## The request:
Arrange all the items below as a two-column CSV with the columns instruction and points, one row per item. Put each item's full text under instruction and its answer under points, each in a single quoted field with line breaks replaced by spaces, and leave the pictures out.

## Photo-based point labeling data:
• • • • • • •
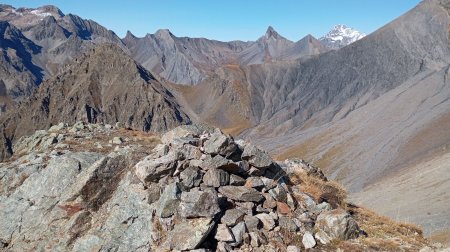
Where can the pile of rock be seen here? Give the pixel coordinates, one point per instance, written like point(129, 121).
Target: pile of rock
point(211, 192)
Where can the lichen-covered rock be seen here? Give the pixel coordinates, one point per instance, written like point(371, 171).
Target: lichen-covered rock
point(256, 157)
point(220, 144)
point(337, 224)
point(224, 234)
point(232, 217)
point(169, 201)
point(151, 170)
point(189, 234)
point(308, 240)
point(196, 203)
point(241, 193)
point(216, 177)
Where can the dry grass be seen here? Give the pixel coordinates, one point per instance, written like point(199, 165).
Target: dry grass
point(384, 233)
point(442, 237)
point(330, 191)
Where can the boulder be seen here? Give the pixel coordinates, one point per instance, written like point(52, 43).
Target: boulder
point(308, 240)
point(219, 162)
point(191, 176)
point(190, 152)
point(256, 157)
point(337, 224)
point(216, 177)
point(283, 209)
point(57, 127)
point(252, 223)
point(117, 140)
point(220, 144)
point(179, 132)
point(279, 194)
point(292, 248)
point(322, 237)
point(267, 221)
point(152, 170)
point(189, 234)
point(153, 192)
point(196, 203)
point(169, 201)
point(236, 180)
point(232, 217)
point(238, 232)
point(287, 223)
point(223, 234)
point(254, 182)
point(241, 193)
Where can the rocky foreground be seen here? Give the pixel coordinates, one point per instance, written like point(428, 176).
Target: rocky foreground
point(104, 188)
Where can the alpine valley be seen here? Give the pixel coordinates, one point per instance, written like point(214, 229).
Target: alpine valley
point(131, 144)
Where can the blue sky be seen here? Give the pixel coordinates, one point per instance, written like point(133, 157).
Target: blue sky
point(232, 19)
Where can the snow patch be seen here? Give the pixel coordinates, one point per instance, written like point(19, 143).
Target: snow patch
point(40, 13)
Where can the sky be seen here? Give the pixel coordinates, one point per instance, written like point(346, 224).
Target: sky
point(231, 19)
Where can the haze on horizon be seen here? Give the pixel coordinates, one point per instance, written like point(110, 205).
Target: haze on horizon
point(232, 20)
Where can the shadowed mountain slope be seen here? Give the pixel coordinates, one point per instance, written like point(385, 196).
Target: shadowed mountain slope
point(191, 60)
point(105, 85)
• • • • • • •
## Written answer:
instruction,points
"Where can the pile of rock be seen here? Give the pixel coordinates, one point per instance, written like point(129, 121). Target: pile of rock","point(211, 192)"
"Where can the lichen-covered rock be seen here? Give the pixel coordinates, one point per instance, written like point(371, 171). Target: lichen-covered rock","point(256, 157) point(220, 144) point(337, 224) point(224, 234) point(232, 217) point(169, 201) point(151, 170) point(189, 234) point(308, 240) point(196, 203) point(241, 193) point(216, 177)"
"Where can the dry grass be seen here? Give the pixel coordinates, one point per instance, written like point(199, 165). Target: dry grass","point(384, 233) point(442, 237) point(330, 191)"
"Where can the boulder be seen here? Give the pixel coordinates, one point per instance, written like point(52, 43). Target: boulder","point(308, 240) point(219, 162) point(191, 176) point(190, 152) point(256, 157) point(337, 224) point(216, 177) point(283, 209) point(57, 127) point(252, 223) point(117, 140) point(220, 144) point(179, 132) point(279, 194) point(292, 248) point(322, 237) point(267, 221) point(152, 170) point(189, 234) point(153, 192) point(196, 203) point(169, 201) point(236, 180) point(232, 217) point(238, 232) point(287, 223) point(223, 234) point(254, 182) point(241, 193)"
"Where can the rocky foreground be seen here? Give the pixel coordinates, one point per instance, written like point(428, 176). Target: rocky foreground","point(104, 188)"
"Where can the alpine valley be seen here? Give the pixel coordinates, one point per instance, written like point(214, 229). Target: alpine valley","point(131, 144)"
"Where can the blue sky be seen here? Give the pixel coordinates, one point per instance, written like point(133, 157). Target: blue sky","point(232, 19)"
"Where can the snow patch be seen here? Give the pixel coordinates, one point per instance, written like point(19, 143). Target: snow patch","point(40, 13)"
"Where can the sky be seen here? Give the pixel coordinates, one point per instance, written like point(346, 224). Target: sky","point(231, 19)"
"Where can the haze on horizon be seen here? Give the pixel coordinates, one point per instance, written like point(110, 205). Target: haze on horizon","point(232, 20)"
"Where can the shadowed mountain slope be seen here? Give the pixel coordinates, one point per instance, written like point(385, 196). Target: shadowed mountain slope","point(191, 60) point(105, 85)"